REQUIRED WORK:
1: Copy the article on digital sexual health services from "Digitalised sexual health" all the way down to "of these changes.".
2: Decide whether each statement agrees with the article on digital sexual health services, answering yes or no and quoting the words that settle it: (a) The research included 16-18 year olds in full-time education in England and Wales. (b) The nurses in the study worked for NHS Trusts in Scotland. (c) Young people underuse sexual healthcare only in virtual services.
3: Write the next part of the article on young people and digital sexual health services, picking up after its final sentence.

PAGE TEXT:
+ + + + +
Digitalised sexual health services wouldn’t be trusted by young people

Digital services, such as anonymous apps and texting services, could change how we engage with sexual health services but young people wouldn’t trust them, finds new research by Cardiff University.

Research has found that whilst digital sexual health services hold a lot of potential for helping young people feel more comfortable talking about sexual health, there are major issues with what young people expect and want from these services, and they currently wouldn’t trust them.

"Internationally, health systems are shifting towards digitally-mediated care to meet the health needs of populations, and sexual health services have been at the forefront of these changes.

"Young people continue to underutilise sexual healthcare, in both face-to-face and virtual services. We aimed to understand what could be done to increase engagement with sexual health services."

By working with sexual health nurses from across three English NHS Trusts in coastal, rural and urban locations, as well as conducting research with 16-18 year olds in full-time education in England and Wales, researchers from Cardiff University set out to understand perceptions of digital sexual health technologies and nurses’ first-hand experience of providing these services.
+ + + + +
(Records excerpted from a collection)
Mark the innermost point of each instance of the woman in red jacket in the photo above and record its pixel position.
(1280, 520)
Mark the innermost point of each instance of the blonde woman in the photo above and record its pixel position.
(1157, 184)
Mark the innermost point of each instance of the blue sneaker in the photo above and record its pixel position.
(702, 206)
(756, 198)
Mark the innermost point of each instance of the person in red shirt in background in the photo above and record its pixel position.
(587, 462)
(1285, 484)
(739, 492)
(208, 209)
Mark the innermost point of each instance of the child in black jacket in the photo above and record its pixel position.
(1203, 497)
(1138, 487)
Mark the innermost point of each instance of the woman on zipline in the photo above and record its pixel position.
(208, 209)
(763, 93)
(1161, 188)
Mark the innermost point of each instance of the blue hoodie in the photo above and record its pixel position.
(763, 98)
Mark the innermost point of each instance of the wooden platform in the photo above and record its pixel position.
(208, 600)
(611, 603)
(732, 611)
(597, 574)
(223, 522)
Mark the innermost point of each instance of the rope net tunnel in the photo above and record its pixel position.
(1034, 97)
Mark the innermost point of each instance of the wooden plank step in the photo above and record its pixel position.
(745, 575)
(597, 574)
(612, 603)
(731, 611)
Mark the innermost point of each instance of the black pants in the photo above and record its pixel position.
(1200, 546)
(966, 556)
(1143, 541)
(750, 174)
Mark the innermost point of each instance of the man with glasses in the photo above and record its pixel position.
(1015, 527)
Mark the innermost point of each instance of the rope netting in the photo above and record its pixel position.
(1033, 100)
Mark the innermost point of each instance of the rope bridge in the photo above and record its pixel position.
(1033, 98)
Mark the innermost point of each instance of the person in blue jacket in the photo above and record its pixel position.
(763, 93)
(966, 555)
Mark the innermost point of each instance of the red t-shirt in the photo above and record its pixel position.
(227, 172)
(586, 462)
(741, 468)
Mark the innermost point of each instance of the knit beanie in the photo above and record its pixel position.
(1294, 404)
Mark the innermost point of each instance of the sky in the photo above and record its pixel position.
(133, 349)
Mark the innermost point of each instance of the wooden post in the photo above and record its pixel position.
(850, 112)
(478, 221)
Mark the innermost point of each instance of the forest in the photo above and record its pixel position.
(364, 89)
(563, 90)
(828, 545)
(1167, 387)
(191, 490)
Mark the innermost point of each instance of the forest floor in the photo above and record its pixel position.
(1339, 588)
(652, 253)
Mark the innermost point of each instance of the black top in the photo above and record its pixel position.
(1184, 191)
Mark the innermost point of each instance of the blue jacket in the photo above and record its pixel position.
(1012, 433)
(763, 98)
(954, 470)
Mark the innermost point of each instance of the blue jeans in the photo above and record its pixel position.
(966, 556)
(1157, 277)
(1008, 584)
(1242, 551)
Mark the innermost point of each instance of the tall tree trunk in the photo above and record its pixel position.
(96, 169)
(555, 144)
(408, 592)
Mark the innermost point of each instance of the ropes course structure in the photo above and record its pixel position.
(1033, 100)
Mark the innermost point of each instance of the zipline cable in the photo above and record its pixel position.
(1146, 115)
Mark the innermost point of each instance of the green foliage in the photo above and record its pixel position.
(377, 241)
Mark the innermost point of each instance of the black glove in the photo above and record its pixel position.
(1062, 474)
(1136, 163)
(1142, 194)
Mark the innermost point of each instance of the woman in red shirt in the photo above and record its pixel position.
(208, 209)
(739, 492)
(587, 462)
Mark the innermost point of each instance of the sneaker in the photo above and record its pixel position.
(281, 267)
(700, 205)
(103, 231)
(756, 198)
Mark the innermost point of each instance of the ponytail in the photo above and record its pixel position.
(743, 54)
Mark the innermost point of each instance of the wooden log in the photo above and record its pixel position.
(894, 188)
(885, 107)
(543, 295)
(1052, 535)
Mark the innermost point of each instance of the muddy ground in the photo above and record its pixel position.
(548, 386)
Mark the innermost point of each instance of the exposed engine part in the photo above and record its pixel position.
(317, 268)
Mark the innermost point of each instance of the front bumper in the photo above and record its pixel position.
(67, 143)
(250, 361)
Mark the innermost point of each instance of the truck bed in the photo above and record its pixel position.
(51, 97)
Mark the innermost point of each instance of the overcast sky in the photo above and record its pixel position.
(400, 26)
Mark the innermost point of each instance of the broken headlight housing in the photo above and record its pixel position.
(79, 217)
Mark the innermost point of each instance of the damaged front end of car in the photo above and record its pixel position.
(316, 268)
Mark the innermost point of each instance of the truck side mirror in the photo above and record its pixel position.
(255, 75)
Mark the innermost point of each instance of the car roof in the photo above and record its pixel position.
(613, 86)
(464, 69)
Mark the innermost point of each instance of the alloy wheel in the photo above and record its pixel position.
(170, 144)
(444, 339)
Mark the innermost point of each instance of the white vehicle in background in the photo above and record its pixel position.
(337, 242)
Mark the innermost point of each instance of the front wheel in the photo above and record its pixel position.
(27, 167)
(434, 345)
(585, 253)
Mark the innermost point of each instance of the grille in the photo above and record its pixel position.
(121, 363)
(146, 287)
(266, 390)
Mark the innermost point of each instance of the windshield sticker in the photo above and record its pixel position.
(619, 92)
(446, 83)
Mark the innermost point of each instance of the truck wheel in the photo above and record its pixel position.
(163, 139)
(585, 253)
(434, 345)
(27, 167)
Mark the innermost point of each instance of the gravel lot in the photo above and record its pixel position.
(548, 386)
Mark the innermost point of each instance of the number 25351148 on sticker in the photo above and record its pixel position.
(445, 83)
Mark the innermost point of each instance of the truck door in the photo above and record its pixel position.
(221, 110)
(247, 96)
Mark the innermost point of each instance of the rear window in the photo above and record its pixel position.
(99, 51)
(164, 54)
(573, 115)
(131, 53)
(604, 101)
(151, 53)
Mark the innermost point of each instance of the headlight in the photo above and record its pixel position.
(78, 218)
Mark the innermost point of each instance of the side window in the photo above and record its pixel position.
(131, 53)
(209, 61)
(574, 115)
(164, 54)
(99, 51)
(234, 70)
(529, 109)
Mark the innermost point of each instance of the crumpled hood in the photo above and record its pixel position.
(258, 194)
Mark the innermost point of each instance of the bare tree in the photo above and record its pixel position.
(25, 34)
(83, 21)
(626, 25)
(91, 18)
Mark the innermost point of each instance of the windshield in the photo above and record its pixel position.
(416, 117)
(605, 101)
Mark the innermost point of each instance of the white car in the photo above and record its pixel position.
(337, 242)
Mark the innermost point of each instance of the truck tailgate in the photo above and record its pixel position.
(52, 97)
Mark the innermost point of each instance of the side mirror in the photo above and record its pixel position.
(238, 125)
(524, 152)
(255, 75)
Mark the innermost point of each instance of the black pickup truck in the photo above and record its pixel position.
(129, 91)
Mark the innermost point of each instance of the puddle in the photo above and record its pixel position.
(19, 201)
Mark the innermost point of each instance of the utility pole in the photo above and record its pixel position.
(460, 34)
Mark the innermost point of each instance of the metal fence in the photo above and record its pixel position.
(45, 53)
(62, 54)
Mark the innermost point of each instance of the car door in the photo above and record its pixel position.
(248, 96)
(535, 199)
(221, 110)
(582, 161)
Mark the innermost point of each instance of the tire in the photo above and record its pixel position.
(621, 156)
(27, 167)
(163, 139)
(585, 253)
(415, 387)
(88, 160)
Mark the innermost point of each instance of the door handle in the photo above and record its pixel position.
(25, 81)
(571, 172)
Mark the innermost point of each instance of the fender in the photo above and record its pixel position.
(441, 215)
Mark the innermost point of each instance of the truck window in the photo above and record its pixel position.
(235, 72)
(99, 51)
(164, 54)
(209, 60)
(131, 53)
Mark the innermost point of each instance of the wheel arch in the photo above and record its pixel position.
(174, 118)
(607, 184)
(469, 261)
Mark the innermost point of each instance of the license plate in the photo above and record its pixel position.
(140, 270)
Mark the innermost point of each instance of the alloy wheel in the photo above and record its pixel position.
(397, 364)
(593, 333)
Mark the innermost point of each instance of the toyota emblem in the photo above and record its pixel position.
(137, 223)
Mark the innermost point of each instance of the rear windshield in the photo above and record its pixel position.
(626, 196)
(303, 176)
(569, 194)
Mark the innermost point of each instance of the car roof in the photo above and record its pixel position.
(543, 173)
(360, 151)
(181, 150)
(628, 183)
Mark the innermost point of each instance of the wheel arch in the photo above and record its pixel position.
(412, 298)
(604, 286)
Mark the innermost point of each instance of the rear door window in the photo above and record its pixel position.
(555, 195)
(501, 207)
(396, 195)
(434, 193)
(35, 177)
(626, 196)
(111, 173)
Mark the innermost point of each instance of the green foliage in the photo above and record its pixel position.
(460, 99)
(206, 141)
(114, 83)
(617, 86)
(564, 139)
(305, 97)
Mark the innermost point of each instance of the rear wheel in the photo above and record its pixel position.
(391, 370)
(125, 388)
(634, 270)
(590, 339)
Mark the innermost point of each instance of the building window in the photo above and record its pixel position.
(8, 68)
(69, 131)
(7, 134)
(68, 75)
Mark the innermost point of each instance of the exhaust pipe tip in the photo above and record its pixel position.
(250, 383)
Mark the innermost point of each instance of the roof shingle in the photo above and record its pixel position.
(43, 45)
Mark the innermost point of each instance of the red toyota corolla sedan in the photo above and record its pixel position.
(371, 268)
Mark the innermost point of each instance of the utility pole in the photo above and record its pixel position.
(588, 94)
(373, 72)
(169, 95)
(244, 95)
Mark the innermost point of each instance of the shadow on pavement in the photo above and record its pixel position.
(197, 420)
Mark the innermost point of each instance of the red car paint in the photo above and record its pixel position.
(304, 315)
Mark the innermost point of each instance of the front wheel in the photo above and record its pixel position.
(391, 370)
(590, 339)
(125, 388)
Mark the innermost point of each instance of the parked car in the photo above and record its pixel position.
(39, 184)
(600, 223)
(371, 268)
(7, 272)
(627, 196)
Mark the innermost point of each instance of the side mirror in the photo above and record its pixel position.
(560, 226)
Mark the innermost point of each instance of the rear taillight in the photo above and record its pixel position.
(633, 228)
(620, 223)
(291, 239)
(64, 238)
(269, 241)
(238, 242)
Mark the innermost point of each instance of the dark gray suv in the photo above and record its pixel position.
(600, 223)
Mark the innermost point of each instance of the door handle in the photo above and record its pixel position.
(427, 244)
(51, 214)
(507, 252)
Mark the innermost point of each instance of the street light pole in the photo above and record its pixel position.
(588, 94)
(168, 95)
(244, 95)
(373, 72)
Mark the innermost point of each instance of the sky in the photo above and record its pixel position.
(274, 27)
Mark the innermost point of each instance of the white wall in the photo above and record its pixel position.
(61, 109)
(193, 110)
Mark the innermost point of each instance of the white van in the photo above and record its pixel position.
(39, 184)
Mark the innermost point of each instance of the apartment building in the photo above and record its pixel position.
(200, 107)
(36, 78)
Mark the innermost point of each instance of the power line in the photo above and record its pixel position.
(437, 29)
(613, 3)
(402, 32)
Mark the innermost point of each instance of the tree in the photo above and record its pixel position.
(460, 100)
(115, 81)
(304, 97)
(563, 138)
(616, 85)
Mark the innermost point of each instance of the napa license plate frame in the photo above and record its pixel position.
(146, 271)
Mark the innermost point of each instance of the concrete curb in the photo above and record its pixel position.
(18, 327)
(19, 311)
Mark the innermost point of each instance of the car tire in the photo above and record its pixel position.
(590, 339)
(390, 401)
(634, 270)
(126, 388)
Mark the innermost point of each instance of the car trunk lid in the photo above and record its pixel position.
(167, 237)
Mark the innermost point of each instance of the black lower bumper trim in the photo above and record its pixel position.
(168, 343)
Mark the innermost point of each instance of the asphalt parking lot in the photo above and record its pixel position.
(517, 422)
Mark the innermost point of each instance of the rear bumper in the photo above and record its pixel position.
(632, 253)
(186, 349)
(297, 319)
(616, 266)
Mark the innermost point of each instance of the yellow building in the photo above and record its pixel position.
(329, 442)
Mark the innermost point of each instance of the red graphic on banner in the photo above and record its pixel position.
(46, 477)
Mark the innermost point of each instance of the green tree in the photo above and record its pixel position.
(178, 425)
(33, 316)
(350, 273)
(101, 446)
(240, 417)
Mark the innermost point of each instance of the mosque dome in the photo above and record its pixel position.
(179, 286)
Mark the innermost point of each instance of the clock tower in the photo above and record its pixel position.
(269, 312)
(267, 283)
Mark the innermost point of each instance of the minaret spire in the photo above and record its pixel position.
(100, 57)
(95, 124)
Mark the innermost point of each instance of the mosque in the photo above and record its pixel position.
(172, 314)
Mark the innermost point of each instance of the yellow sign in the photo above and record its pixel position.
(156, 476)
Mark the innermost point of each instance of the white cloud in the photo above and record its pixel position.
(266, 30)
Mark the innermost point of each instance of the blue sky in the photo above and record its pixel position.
+ + + + +
ANSWERS FOR THIS EXERCISE:
1:
Digitalised sexual health services wouldn’t be trusted by young people

Digital services, such as anonymous apps and texting services, could change how we engage with sexual health services but young people wouldn’t trust them, finds new research by Cardiff University.

Research has found that whilst digital sexual health services hold a lot of potential for helping young people feel more comfortable talking about sexual health, there are major issues with what young people expect and want from these services, and they currently wouldn’t trust them.

"Internationally, health systems are shifting towards digitally-mediated care to meet the health needs of populations, and sexual health services have been at the forefront of these changes.

2:
(a) Yes: "conducting research with 16-18 year olds in full-time education in England and Wales"
(b) No: "three English NHS Trusts in coastal, rural and urban locations"
(c) No: "Young people continue to underutilise sexual healthcare, in both face-to-face and virtual services."

3:
The research found that whilst nurses thought that digitalising sexual health services would help some young people overcome barriers to treatment such as embarrassment, young people distrust online services and have unrealistic expectations about what they can provide.

The research also showed that digital services are limited in addressing inequalities of access to sexual health services due to a lack of access to technology among some young people.

"Although digital transformation has permeated into virtually every aspect of daily life, and especially for the lives of young people, we cannot assume digital literacy and access to digital technology. It’s important to highlight, as services become more digital, that there are risks of digital exclusion among those who have limited access, skills and awareness of digital services.

"Our research demonstrates that digital platforms and services alone - as the young people in this study articulate - would be insufficient in addressing their needs. Instead, digital services need to form part of the system and not replace traditional face to face service provision," added Dr Bennett.

Findings showed that young people need digital services to be accessible and user-friendly, and whilst digital sexual health services hold potential to increase engagement from some young people, the services should be complimentary to clinic visits but should not replace them.

Before digital services can achieve their potential, trust needs to be addressed as does the expectations around what the service can deliver.

"Digital sexual health systems hold great potential - in both improving access to sexual health services for young people, and breaking down some sexual health inequalities. But the issues of trust and expectation need to be addressed, and these technologies need to be integral to the wider systems, otherwise there is a risk that their impact will be compromised," added Dr Bennett.